— begin MATERIALS PROVIDED —

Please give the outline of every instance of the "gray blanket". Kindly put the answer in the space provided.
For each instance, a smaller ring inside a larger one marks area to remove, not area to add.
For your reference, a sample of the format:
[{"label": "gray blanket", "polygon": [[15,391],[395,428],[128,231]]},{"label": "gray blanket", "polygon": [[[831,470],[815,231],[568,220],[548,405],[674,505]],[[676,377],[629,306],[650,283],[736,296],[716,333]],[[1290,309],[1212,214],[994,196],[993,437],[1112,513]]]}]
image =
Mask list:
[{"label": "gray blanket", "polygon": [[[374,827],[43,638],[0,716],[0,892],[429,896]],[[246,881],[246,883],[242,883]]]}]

— end MATERIALS PROVIDED —
— begin MATERIALS PROVIDED —

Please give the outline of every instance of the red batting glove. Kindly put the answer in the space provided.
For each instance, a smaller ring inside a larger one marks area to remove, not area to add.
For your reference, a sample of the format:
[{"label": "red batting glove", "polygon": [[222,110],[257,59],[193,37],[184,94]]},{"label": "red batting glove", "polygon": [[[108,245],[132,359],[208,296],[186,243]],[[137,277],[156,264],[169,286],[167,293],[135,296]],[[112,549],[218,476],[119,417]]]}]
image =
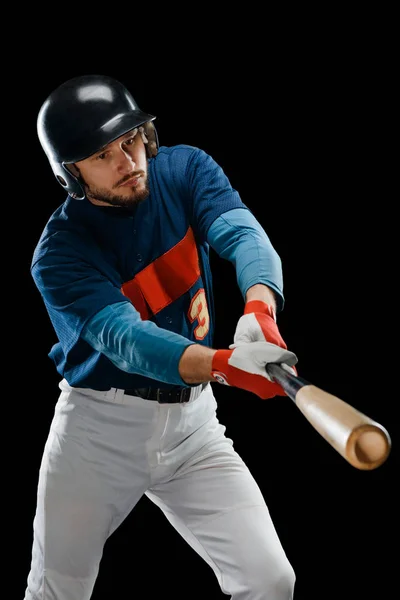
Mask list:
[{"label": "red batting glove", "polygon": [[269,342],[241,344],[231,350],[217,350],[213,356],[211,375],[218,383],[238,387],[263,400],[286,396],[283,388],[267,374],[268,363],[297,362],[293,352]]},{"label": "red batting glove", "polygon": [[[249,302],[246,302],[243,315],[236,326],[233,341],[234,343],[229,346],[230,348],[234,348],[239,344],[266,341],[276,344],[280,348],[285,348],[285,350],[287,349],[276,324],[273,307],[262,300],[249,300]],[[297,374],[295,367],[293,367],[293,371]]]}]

— end MATERIALS PROVIDED —

■ GOAL ■
Please count the lines in the entries above that contain the string "space", where case counts. Reply with the number only.

■ EXERCISE SOLUTION ■
2